Era uma casa muito engraçada. A lata de lixo produzia o gás do fogão; o fogão cozinhava o jantar. E as sobras geravam mais gás, num eterno retorno.
Parece só um exercício de imaginação, mas não é. 15% do gás encanado do Ceará é produzido a partir de um aterro sanitário na região metropolitana de Fortaleza.
Quem faz a mágica de transformar lixo em energia é o biometano. Trata-se de metano puro, a mesma molécula do gás natural, que é um combustível fóssil. A diferença é que, em vez de tirar o gás debaixo da terra, você extrai o gás a partir da decomposição de restos orgânicos. Daí o “bio” do nome.
Quando o aterro tem a estrutura necessária para fazer essa extração, ele se converte também numa pequena usina de gás natural – só que renovável, pois o fluxo de lixo é como o tempo: não para. Um exemplo bem acabado de economia circular.
No Ceará, a produção de biometano fica por conta da GNR Fortaleza, uma companhia que desde 2018 injeta sua produção na rede da estatal Cegás, que faz a distribuição nos encanamentos cearenses.

(Entradas de contorno de áreas rotuladas)
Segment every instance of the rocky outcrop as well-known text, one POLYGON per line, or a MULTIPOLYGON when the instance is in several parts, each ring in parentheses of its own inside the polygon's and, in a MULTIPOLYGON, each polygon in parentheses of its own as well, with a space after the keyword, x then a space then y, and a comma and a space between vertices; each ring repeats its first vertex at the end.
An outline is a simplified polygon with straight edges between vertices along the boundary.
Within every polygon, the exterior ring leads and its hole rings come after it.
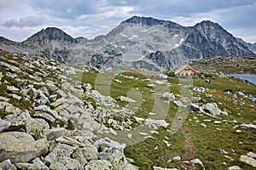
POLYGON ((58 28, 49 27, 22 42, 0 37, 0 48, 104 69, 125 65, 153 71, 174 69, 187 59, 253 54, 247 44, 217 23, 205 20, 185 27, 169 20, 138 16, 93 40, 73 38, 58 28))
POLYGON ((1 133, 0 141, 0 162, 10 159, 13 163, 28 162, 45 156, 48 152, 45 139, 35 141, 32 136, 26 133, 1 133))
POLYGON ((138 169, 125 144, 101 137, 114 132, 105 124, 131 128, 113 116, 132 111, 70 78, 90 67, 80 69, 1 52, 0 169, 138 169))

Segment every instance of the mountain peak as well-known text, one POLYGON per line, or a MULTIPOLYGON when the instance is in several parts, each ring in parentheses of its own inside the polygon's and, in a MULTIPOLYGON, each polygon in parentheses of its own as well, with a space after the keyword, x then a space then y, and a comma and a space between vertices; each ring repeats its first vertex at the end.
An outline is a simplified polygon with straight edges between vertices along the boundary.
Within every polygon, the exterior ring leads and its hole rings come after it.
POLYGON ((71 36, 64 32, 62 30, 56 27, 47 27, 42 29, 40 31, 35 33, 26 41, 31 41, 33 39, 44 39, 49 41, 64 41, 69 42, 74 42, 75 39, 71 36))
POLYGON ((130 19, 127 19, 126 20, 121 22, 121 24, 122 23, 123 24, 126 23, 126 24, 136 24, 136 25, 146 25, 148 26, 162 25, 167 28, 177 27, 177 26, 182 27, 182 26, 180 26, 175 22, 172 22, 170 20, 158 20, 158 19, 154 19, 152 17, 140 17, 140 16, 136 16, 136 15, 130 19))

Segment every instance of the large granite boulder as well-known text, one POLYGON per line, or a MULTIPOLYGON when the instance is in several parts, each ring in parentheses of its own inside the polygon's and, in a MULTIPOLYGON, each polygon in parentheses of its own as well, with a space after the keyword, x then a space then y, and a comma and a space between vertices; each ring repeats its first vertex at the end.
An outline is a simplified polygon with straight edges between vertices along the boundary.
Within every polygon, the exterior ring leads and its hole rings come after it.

Tarefas do exercício
(a) Segundo o texto sobre o biometano, por que o gás extraído de um aterro preparado para isso é considerado renovável? Responda em uma a três frases.
(b) Transcreva do texto sobre o biometano o trecho que começa em "Parece só um" e termina em "nos encanamentos cearenses.".
(c) Desde que ano a GNR Fortaleza injeta sua produção na rede da Cegás, de acordo com o texto sobre o biometano?
Responda com base somente no texto, sem recorrer às linhas.

Respostas do exercício
(a) O gás do aterro é considerado renovável porque o fluxo de lixo que o origina nunca para. O texto compara esse fluxo ao tempo.

(b)
Parece só um exercício de imaginação, mas não é. 15% do gás encanado do Ceará é produzido a partir de um aterro sanitário na região metropolitana de Fortaleza.
Quem faz a mágica de transformar lixo em energia é o biometano. Trata-se de metano puro, a mesma molécula do gás natural, que é um combustível fóssil. A diferença é que, em vez de tirar o gás debaixo da terra, você extrai o gás a partir da decomposição de restos orgânicos. Daí o “bio” do nome.
Quando o aterro tem a estrutura necessária para fazer essa extração, ele se converte também numa pequena usina de gás natural – só que renovável, pois o fluxo de lixo é como o tempo: não para. Um exemplo bem acabado de economia circular.
No Ceará, a produção de biometano fica por conta da GNR Fortaleza, uma companhia que desde 2018 injeta sua produção na rede da estatal Cegás, que faz a distribuição nos encanamentos cearenses.

(c) Desde 2018.